Problem statement
Please format the lines of the items as a JSON list of strings, one string per line with blank lines left out, starting with the line containing "green meadow, the" and going on through the final line of the items.

Exercise input
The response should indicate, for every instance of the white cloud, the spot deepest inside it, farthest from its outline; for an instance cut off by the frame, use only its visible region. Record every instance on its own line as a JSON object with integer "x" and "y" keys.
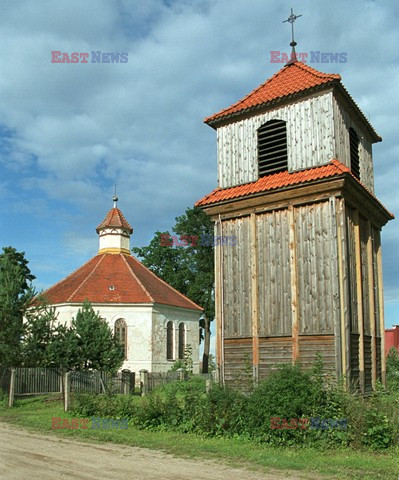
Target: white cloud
{"x": 76, "y": 128}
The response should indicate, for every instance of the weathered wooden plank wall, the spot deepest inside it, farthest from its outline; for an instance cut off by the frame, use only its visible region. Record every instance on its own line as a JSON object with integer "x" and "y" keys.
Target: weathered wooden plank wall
{"x": 336, "y": 257}
{"x": 272, "y": 230}
{"x": 273, "y": 351}
{"x": 237, "y": 279}
{"x": 309, "y": 138}
{"x": 342, "y": 122}
{"x": 317, "y": 279}
{"x": 238, "y": 361}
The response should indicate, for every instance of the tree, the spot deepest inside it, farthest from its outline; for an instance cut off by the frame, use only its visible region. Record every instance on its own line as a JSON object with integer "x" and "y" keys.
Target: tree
{"x": 16, "y": 294}
{"x": 96, "y": 346}
{"x": 188, "y": 268}
{"x": 39, "y": 334}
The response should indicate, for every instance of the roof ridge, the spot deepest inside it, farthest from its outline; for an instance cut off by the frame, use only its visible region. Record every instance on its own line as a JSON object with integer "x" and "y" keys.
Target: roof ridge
{"x": 70, "y": 275}
{"x": 136, "y": 278}
{"x": 86, "y": 278}
{"x": 319, "y": 78}
{"x": 315, "y": 72}
{"x": 165, "y": 283}
{"x": 242, "y": 100}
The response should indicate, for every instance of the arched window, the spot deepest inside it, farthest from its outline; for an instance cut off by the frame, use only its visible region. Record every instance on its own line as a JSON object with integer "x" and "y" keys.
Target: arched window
{"x": 169, "y": 341}
{"x": 121, "y": 334}
{"x": 354, "y": 153}
{"x": 272, "y": 147}
{"x": 182, "y": 340}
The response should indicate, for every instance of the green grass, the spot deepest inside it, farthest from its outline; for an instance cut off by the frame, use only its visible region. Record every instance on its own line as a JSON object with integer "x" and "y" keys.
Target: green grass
{"x": 36, "y": 413}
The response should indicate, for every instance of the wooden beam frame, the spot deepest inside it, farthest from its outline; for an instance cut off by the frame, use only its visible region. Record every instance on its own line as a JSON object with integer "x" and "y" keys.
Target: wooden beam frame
{"x": 381, "y": 309}
{"x": 371, "y": 304}
{"x": 359, "y": 299}
{"x": 343, "y": 329}
{"x": 254, "y": 299}
{"x": 218, "y": 304}
{"x": 294, "y": 285}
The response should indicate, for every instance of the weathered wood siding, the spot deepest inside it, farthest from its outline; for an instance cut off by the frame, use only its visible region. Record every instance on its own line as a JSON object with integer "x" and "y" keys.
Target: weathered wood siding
{"x": 272, "y": 352}
{"x": 317, "y": 269}
{"x": 342, "y": 122}
{"x": 272, "y": 230}
{"x": 237, "y": 279}
{"x": 366, "y": 275}
{"x": 354, "y": 359}
{"x": 238, "y": 360}
{"x": 354, "y": 328}
{"x": 309, "y": 347}
{"x": 310, "y": 140}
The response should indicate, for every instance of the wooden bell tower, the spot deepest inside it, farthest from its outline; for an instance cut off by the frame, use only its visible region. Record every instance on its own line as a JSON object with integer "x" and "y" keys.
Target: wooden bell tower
{"x": 296, "y": 193}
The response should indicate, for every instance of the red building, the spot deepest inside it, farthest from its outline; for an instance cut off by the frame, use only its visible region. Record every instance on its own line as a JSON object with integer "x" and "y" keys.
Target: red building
{"x": 391, "y": 338}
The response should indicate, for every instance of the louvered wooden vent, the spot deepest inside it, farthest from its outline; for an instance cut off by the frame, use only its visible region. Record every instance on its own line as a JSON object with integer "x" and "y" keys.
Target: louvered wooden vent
{"x": 272, "y": 147}
{"x": 354, "y": 152}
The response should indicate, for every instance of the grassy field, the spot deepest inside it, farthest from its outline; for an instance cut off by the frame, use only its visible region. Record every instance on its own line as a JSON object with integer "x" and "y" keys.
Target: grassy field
{"x": 35, "y": 414}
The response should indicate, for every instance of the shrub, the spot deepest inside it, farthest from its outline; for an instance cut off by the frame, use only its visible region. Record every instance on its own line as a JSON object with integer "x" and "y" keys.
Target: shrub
{"x": 107, "y": 406}
{"x": 393, "y": 369}
{"x": 171, "y": 406}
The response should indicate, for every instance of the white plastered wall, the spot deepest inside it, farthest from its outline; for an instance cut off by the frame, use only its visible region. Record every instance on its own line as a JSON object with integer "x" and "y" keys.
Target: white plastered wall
{"x": 162, "y": 314}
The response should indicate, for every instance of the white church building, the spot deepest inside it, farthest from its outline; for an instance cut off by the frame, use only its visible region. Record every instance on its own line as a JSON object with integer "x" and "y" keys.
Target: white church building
{"x": 152, "y": 321}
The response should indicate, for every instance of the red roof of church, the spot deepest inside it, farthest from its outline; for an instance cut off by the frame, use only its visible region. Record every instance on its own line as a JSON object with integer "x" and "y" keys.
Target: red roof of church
{"x": 293, "y": 78}
{"x": 116, "y": 278}
{"x": 275, "y": 181}
{"x": 116, "y": 219}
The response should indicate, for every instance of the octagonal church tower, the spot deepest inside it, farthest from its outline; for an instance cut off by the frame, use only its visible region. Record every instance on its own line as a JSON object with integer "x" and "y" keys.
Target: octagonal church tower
{"x": 296, "y": 190}
{"x": 152, "y": 321}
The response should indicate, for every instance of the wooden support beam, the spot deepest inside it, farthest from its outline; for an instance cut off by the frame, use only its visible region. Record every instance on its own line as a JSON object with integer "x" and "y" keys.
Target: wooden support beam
{"x": 342, "y": 331}
{"x": 371, "y": 304}
{"x": 218, "y": 301}
{"x": 381, "y": 306}
{"x": 359, "y": 299}
{"x": 294, "y": 285}
{"x": 254, "y": 299}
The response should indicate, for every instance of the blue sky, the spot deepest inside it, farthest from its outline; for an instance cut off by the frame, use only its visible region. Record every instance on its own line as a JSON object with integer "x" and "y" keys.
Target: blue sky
{"x": 68, "y": 131}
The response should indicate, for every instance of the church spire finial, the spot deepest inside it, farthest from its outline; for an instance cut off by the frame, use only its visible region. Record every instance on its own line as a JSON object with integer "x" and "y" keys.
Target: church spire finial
{"x": 291, "y": 19}
{"x": 115, "y": 198}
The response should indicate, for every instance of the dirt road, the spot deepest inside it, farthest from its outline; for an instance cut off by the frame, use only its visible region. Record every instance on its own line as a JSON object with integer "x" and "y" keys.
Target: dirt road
{"x": 29, "y": 456}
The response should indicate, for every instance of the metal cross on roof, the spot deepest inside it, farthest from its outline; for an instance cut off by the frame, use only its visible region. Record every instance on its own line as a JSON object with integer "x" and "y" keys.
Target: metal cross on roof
{"x": 115, "y": 198}
{"x": 291, "y": 19}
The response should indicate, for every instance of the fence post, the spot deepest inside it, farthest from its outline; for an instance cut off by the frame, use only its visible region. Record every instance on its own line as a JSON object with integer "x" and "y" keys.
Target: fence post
{"x": 144, "y": 382}
{"x": 132, "y": 382}
{"x": 67, "y": 388}
{"x": 126, "y": 381}
{"x": 12, "y": 389}
{"x": 208, "y": 385}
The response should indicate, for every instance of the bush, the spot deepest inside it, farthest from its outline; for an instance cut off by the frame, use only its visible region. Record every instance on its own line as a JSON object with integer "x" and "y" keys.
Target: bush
{"x": 289, "y": 393}
{"x": 393, "y": 370}
{"x": 171, "y": 405}
{"x": 106, "y": 406}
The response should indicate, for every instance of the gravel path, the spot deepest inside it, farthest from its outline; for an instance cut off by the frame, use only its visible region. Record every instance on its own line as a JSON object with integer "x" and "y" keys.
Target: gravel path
{"x": 30, "y": 456}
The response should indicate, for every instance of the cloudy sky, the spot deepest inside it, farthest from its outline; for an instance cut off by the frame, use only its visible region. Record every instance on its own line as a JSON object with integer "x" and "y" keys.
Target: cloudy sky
{"x": 68, "y": 131}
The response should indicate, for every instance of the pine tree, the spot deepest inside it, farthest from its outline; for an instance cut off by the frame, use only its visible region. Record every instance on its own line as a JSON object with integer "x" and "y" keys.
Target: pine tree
{"x": 16, "y": 294}
{"x": 96, "y": 346}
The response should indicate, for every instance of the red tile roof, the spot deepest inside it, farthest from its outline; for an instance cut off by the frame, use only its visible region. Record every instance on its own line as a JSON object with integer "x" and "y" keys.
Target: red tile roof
{"x": 277, "y": 180}
{"x": 293, "y": 78}
{"x": 110, "y": 278}
{"x": 116, "y": 219}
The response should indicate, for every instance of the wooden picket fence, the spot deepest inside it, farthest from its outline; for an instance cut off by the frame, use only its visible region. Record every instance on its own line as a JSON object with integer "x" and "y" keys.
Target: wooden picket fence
{"x": 41, "y": 381}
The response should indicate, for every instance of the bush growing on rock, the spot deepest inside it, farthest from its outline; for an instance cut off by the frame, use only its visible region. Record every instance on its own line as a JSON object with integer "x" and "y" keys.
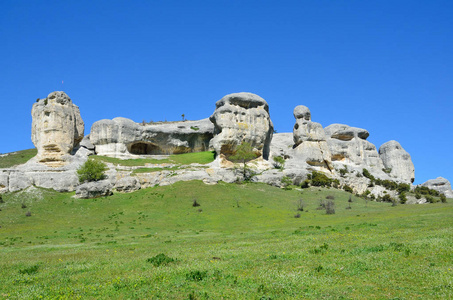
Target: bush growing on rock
{"x": 347, "y": 188}
{"x": 319, "y": 179}
{"x": 91, "y": 170}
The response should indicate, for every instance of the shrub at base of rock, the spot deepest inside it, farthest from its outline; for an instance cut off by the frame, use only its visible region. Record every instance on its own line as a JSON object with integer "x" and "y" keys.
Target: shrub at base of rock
{"x": 94, "y": 189}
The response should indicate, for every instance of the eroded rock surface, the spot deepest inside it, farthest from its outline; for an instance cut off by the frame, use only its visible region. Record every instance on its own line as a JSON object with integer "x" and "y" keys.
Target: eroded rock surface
{"x": 441, "y": 185}
{"x": 123, "y": 137}
{"x": 241, "y": 117}
{"x": 310, "y": 139}
{"x": 57, "y": 128}
{"x": 397, "y": 161}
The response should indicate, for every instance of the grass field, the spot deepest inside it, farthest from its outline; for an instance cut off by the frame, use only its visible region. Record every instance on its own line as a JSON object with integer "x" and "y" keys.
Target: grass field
{"x": 242, "y": 242}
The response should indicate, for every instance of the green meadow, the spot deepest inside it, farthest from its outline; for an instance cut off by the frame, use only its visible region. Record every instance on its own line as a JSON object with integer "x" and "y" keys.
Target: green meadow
{"x": 243, "y": 241}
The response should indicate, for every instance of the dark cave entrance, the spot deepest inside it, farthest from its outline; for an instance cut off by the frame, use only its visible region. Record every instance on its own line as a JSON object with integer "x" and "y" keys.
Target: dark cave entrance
{"x": 142, "y": 148}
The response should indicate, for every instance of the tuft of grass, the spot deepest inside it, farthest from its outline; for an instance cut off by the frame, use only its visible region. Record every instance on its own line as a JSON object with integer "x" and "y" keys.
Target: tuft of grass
{"x": 17, "y": 158}
{"x": 30, "y": 270}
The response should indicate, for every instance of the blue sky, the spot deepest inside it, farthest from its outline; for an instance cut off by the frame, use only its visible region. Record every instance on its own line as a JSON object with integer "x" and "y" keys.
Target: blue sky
{"x": 386, "y": 66}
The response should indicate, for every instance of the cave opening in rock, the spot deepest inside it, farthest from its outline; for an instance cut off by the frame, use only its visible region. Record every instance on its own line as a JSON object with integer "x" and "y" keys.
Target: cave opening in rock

Written answer
[
  "The response should indicate, for every instance of the green meadow, the spot deepest inside it, farthest from its outline; for an instance cut off by the frame, use only its visible region. Record every instance on its own line as a JSON object with integer \"x\" and \"y\" keys.",
  "Target: green meadow",
  "{\"x\": 243, \"y\": 241}",
  "The response should indicate, for every instance of the dark cave entrance, the spot deepest inside it, farthest from its outline; for an instance cut off by the frame, use only its visible region. Record every instance on its own line as a JSON object with integer \"x\" and \"y\" keys.",
  "Target: dark cave entrance",
  "{\"x\": 142, \"y\": 148}",
  "The response should indicate, for every instance of the tuft of grass, the spot deepest inside it, farthest from its outline; for an instance cut off by the frame, use only its visible region. Record every instance on its own line as a JSON object with integer \"x\" and \"y\" keys.",
  "Target: tuft of grass",
  "{\"x\": 17, \"y\": 158}",
  "{\"x\": 30, \"y\": 270}",
  "The response should indicate, for every instance of the blue sky, the spot deepest inside it, farthest from its outline; for an instance cut off by the frame, use only its visible region. Record every instance on its own line as a JSON object with integer \"x\" and \"y\" keys.",
  "Target: blue sky",
  "{\"x\": 386, \"y\": 66}",
  "The response should indicate, for every instance of the cave opening in rock, the spot deepest inside it, farthest from its outline; for an instance cut off by the frame, use only its visible region. Record every instance on its own line as a JSON object with integer \"x\" and \"y\" keys.",
  "Target: cave opening in rock"
]